Tugas Anda:
1. Ringkas teks tentang pandangan Freedman mengenai norma sosial dan fertilitas dalam dua kalimat.
2. Sebutkan semua istilah berbahasa Inggris yang muncul dalam teks tentang pandangan Freedman mengenai norma sosial dan fertilitas.
3. Lanjutkan teks tentang pandangan Freedman mengenai norma sosial dan fertilitas dari bagian tempat teks itu berhenti.

Teks Halaman:
2. Ronald Freedman: Variabel Antara dan Norma Sosial
Menurut
Freedman variabel antara yang mempengaruhi langsung terhadap fertilitas pada
dasarnya juga dipengaruhi oleh norma-norma yang berlaku di suatu masyarakat.
Pada akhirnya perilaku fertilitas seseorang dipengaruhi norma-norma yang ada
yaitu norma tentang besarnya keluarga dan norma tentang variabel antara itu
sendiri. Selanjutnya norma-norma tentang besarnya keluarga dan variabel antara
di pengaruhi oleh tingkat mortalitas dan struktur sosial ekonomi yang ada di
masyarakat.
Menurut
Freedman intermediate variables yang dikemukakan Davis-Blake menjadi variabel
antara yang menghubungkan antara “norma-norma fertilitas” yang sudah mapan
diterima masyarakat dengan jumlah anak yang dimiliki (outcome). Ia
mengemukakan bahwa “norma fertilitas” yang sudah mapan diterima oleh masyarakat
dapat sesuai dengan fertilitas yang dinginkan seseorang. Selain itu, norma
sosial dianggap sebagai faktor yang dominan. Secara umum Freedman mengatakan
bahwa:
“Salah satu prinsip dasar sosiologi
adalah bahwa bila para anggota suatu masyarakat menghadapi suatu masalah umum
yang timbul berkali-kali dan membawa konsekuensi sosial yang penting, mereka
cenderung menciptakan suatu cara penyelesaian normatif terhadap masalah
tersebut. Cara penyelesaian ini merupakan serangkaian aturan tentang bertingkah
laku dalam suatu situasi tertentu, menjadi sebagian dari kebudayaannya dan
masyarakat mengindoktrinasikan kepada para anggotanya untuk menyesuaikan diri
dengan norma tersebut baik melalui ganjaran (rewards) maupun hukuman (penalty)

Cuplikan Data:
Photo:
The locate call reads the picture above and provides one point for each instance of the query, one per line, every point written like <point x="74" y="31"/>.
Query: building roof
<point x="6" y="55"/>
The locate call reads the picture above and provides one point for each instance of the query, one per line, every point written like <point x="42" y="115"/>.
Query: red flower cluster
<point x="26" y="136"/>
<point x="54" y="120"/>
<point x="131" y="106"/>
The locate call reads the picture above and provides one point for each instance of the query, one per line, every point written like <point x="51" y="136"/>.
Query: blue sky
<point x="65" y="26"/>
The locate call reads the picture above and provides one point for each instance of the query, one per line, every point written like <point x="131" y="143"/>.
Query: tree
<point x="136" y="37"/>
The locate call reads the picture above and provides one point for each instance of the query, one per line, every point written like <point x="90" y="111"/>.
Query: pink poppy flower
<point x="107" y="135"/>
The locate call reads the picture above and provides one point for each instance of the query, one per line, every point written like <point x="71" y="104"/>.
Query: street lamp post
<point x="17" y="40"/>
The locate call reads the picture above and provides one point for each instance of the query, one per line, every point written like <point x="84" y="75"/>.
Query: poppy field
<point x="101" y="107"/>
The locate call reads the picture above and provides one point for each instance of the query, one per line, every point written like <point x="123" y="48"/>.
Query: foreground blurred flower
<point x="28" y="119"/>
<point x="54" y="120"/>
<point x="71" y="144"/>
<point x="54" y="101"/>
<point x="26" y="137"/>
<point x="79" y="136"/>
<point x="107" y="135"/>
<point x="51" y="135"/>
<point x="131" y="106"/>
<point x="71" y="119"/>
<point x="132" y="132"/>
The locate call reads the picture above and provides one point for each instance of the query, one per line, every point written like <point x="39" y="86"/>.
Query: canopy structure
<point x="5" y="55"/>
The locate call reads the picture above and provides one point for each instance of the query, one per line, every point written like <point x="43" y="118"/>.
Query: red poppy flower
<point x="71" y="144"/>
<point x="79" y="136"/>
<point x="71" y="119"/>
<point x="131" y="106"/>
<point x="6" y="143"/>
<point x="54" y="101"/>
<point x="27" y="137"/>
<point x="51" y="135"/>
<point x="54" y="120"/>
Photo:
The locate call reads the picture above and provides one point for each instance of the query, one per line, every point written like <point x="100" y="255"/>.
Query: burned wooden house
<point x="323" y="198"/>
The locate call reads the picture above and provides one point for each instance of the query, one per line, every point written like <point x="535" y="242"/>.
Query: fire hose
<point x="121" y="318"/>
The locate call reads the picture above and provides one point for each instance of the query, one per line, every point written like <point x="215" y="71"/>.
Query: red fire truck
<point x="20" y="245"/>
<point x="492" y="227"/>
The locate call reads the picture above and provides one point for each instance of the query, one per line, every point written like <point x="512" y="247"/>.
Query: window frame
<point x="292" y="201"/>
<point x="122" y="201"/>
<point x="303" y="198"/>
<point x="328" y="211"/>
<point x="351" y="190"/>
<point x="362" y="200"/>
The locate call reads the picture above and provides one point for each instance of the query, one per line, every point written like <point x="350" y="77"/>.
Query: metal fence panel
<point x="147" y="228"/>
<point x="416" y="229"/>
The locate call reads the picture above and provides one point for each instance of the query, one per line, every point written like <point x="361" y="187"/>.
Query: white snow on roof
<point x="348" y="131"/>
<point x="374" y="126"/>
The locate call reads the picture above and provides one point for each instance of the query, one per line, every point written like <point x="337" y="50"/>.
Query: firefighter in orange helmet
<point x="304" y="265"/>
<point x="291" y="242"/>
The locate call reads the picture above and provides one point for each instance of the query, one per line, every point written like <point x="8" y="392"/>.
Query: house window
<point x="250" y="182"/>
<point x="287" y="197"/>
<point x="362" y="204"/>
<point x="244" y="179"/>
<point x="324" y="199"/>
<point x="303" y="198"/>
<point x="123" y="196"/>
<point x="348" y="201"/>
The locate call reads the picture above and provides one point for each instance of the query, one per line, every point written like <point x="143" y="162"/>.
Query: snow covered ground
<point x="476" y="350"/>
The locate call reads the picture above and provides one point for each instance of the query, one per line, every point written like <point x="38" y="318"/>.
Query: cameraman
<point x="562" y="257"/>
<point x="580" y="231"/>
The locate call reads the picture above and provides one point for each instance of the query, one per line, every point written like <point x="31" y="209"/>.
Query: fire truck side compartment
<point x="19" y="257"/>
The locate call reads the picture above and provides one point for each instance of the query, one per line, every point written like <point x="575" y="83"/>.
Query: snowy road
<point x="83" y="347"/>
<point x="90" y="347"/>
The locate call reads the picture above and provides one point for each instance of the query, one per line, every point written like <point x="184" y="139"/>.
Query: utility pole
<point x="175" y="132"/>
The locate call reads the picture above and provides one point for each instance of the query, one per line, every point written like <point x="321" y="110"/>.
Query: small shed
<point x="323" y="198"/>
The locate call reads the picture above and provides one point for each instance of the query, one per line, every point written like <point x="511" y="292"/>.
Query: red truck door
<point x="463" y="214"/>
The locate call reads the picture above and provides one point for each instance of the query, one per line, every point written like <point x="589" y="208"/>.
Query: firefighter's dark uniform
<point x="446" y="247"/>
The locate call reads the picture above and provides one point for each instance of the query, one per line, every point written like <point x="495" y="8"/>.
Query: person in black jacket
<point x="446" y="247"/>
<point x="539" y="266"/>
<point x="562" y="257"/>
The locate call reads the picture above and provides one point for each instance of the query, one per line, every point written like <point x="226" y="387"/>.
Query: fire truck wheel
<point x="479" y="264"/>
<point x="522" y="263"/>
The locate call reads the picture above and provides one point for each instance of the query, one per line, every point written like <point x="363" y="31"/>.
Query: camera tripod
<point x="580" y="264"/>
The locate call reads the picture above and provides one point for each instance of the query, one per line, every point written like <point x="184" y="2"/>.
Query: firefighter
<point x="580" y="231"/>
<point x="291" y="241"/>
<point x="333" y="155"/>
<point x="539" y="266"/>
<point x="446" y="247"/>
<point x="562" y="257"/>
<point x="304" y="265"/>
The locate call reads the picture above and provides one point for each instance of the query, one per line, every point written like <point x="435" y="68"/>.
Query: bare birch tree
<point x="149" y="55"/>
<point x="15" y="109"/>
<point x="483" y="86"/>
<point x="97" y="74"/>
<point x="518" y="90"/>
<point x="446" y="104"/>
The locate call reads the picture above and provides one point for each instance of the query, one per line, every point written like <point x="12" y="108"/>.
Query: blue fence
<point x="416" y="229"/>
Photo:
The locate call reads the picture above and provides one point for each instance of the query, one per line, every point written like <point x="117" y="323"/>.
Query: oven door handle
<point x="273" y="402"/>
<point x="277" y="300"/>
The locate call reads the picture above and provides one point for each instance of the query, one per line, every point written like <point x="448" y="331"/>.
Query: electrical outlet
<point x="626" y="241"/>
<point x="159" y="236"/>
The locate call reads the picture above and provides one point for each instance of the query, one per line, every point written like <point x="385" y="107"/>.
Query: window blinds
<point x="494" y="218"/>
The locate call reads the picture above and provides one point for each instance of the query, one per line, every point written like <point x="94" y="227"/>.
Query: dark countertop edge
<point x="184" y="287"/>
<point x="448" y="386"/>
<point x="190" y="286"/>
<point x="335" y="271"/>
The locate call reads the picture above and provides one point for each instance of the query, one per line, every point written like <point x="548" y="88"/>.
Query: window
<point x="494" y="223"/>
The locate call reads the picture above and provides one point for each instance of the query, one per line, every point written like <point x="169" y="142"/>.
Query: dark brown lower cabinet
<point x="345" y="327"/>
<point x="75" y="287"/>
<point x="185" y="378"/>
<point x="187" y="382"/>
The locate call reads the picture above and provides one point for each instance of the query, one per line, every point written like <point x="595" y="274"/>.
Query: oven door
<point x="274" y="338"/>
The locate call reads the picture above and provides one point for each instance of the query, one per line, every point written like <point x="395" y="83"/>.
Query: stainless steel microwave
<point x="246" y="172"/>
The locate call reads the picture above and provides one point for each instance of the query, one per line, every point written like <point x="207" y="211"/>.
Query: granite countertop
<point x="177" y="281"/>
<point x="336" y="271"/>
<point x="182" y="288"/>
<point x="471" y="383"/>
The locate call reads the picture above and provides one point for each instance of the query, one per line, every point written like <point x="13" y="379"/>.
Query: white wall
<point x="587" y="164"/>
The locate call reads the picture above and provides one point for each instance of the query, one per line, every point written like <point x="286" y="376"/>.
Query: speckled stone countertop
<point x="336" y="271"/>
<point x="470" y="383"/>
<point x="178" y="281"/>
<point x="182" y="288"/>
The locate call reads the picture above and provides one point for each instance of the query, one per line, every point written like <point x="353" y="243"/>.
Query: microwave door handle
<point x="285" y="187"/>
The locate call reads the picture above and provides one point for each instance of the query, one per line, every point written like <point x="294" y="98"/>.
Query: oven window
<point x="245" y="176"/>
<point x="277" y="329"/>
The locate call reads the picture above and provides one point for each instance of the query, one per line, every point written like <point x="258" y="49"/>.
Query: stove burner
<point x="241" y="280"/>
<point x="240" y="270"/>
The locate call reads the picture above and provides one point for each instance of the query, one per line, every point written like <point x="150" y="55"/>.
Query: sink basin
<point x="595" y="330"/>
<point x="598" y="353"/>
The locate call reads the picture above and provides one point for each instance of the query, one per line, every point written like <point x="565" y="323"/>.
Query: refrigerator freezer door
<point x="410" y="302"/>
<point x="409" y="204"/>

Jawaban:
1. Menurut Freedman, variabel antara yang langsung memengaruhi fertilitas juga dipengaruhi norma-norma masyarakat, yaitu norma tentang besarnya keluarga dan norma tentang variabel antara itu sendiri. Kedua norma itu dipengaruhi tingkat mortalitas dan struktur sosial ekonomi, sementara variabel antara dari Davis-Blake menghubungkan norma fertilitas yang sudah mapan dengan jumlah anak yang dimiliki, dan norma sosial dianggap sebagai faktor yang dominan.

2.
- intermediate variables
- outcome
- rewards
- penalty

3.
yang implisit dan eksplisit. ... Karena jumlah anak yang akan dimiliki oleh
sepasang suami isteri itu merupakan masalah yang sangat universal dan penting
bagi setiap masyarakat, maka akan terdapat suatu penyimpangan sosiologis
apabila tidak diciptakan budaya penyelesaian yang normatif untuk mengatasi
masalah ini”
Jadi norma
merupakan “resep” untuk membimbing serangkaian tingkah laku tertentu pada
berbagai situasi yang sama. Norma merupakan unsur kunci dalam teori sosiologi
tentang fertilitas. Dalam artikelnya yang berjudul “Theories of fertility
decline: a reappraisal” (1979).
Freedman
juga mengemukakan bahwa tingkat fertilitas yang cenderung terus menurun di
beberapa negara pada dasarnya bukan semata-mata akibat variabel-variabel
pembangunan makro seperti urbanisasi dan industrialisasi sebagaimana
dikemukakan oleh model transisi demografi klasik tetapi berubahnya motivasi
fertilitas akibat bertambahnya penduduk yang melek huruf serta berkembangnya
jaringan-jaringan komunikasi dan transportasi.
Menurut
Freedman, tingginya tingkat modernisasi tipe Barat bukan merupakan syarat yang
penting terjadinya penurunan fertilitas. Pernyataan yang paling ekstrim dari
suatu teori sosiologi tentang fertilitas sudah dikemukakan oleh Judith Blake.
Ia berpendapat bahwa “masalah ekonomi adalah masalah sekunder bukan masalah
normatif”; jika kaum miskin mempunyai anak lebih banyak daripada kaum kaya, hal
ini disebabkan karena kaum miskin lebih kuat dipengaruhi oleh norma-norma
pro-natalis daripada kaum kaya.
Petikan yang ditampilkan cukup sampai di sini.